• Records

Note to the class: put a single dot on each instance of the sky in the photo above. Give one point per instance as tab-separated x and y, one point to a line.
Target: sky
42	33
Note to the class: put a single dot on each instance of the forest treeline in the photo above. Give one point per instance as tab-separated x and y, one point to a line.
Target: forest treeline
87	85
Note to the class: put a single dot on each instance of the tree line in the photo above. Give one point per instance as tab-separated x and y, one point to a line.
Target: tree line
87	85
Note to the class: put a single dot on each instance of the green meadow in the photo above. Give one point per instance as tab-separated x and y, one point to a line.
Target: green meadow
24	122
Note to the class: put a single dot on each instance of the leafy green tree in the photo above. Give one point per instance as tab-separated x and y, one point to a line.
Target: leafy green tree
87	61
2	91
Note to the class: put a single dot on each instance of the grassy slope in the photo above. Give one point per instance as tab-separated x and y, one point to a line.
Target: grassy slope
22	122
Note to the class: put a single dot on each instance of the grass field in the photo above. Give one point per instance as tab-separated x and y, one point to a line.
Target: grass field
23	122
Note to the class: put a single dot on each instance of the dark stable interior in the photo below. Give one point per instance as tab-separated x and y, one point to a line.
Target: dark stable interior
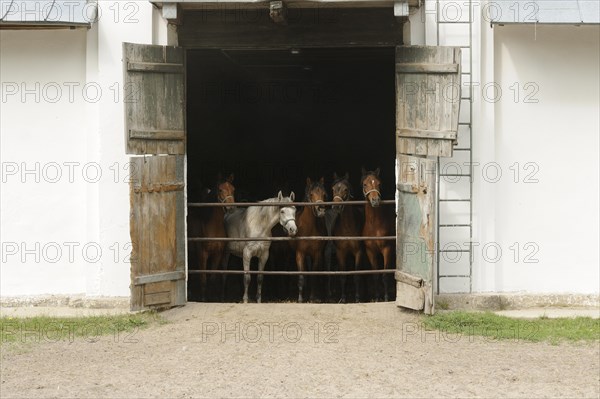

• Task to complete
From the listing above, copy out every line that contains the string "dark". Matches are case-sensitive.

• Response
Note to the class: put a single dot on each instance of the dark stable interior in the photo below. Give one point per instance as tab-separated x and y, one point to a line.
Target: dark stable interior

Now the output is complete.